──────── PROVIDED RECORDS

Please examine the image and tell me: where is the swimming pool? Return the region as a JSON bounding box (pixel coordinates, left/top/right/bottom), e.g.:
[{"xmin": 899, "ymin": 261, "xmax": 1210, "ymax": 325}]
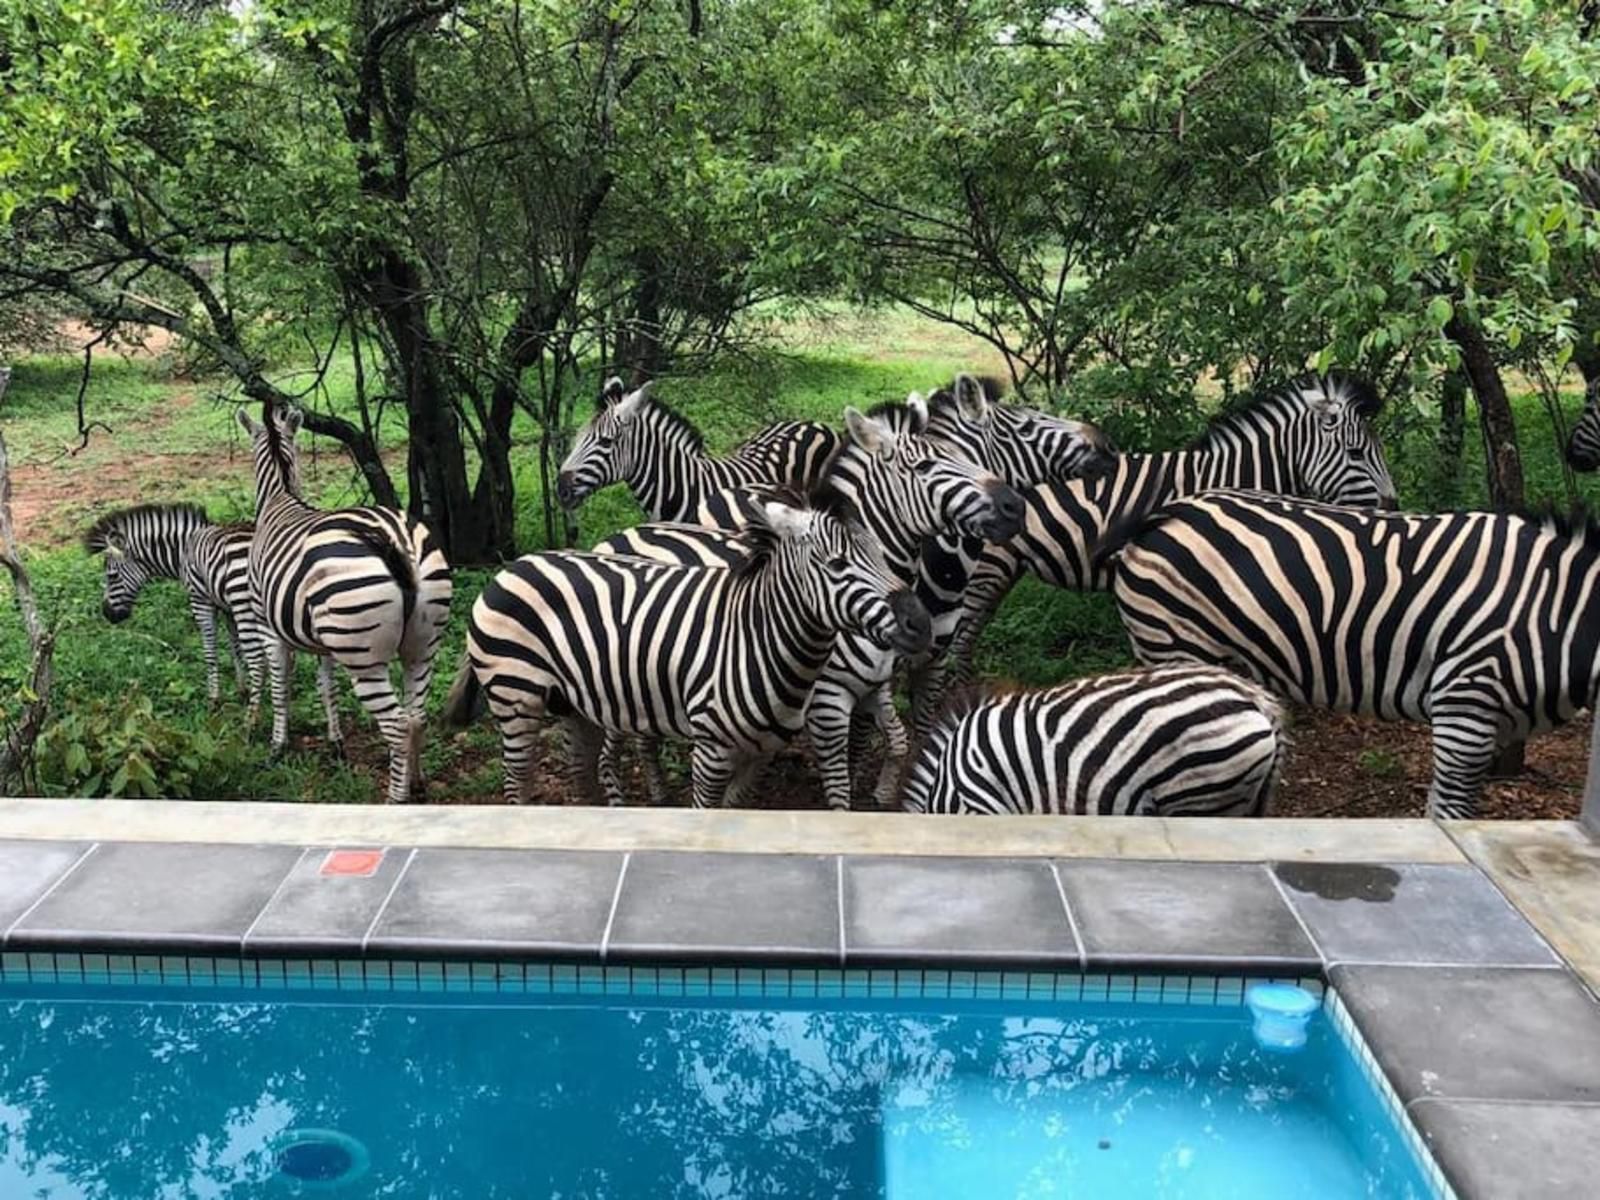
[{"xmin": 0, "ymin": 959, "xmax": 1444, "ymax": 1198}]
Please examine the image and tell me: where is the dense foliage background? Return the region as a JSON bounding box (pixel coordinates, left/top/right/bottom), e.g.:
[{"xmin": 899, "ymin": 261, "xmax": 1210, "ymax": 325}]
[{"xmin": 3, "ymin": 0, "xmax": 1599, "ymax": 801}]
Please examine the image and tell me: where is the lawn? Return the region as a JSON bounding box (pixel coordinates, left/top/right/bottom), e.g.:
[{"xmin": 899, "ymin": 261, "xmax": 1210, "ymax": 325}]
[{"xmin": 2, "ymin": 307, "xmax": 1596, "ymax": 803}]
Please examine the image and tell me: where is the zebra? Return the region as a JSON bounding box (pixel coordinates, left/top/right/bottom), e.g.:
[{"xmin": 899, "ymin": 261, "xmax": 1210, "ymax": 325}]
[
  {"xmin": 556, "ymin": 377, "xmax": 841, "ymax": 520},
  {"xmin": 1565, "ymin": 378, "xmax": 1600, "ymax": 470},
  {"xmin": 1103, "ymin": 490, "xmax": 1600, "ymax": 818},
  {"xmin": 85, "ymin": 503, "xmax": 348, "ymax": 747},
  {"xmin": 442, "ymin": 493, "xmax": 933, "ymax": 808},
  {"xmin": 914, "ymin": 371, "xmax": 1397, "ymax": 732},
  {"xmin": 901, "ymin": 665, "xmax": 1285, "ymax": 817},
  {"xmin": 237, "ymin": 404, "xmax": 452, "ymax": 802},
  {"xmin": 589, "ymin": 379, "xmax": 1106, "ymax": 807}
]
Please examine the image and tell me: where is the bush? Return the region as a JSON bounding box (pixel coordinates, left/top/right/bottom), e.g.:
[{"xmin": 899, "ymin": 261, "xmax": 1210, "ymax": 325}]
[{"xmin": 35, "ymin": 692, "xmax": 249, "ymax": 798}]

────────────────

_ASSIGNED TASK_:
Take every entry and repeat it verbatim, minus the pictures.

_RESPONSE TO THE EXERCISE_:
Please examine the image and tell me: where is the swimming pool? Return the region as a JSON bounding box (pixel coordinates, left/top/right/bottom), e.g.:
[{"xmin": 899, "ymin": 261, "xmax": 1210, "ymax": 325}]
[{"xmin": 0, "ymin": 959, "xmax": 1444, "ymax": 1198}]
Please examine the image and tell me: where is the dense foliage background? Return the region as a JSON bounding box (pixel coordinates, left/top/right/bottom), e.g.:
[{"xmin": 899, "ymin": 261, "xmax": 1210, "ymax": 325}]
[{"xmin": 3, "ymin": 0, "xmax": 1599, "ymax": 801}]
Please examine the image and tell me: where is the lawn? Return the region as a JSON bounding box (pixel coordinates, left/top/right/bottom), e.g.:
[{"xmin": 899, "ymin": 261, "xmax": 1210, "ymax": 325}]
[{"xmin": 2, "ymin": 307, "xmax": 1596, "ymax": 803}]
Please examine the image and tell me: where is the zebra? Return the region as a JSON bounding box (pixel coordinates, left/top/right/bottom), e.g.:
[{"xmin": 899, "ymin": 261, "xmax": 1210, "ymax": 325}]
[
  {"xmin": 556, "ymin": 377, "xmax": 841, "ymax": 520},
  {"xmin": 1565, "ymin": 378, "xmax": 1600, "ymax": 470},
  {"xmin": 1103, "ymin": 490, "xmax": 1600, "ymax": 818},
  {"xmin": 85, "ymin": 503, "xmax": 348, "ymax": 747},
  {"xmin": 442, "ymin": 493, "xmax": 933, "ymax": 808},
  {"xmin": 914, "ymin": 371, "xmax": 1397, "ymax": 732},
  {"xmin": 901, "ymin": 665, "xmax": 1285, "ymax": 817},
  {"xmin": 237, "ymin": 404, "xmax": 452, "ymax": 802},
  {"xmin": 589, "ymin": 379, "xmax": 1106, "ymax": 807}
]
Please examine the image and tell me: where is the bush? Return the region as a JSON bounding box (pixel coordinates, left/top/right/bottom), e.g.:
[{"xmin": 899, "ymin": 261, "xmax": 1210, "ymax": 325}]
[{"xmin": 35, "ymin": 692, "xmax": 249, "ymax": 798}]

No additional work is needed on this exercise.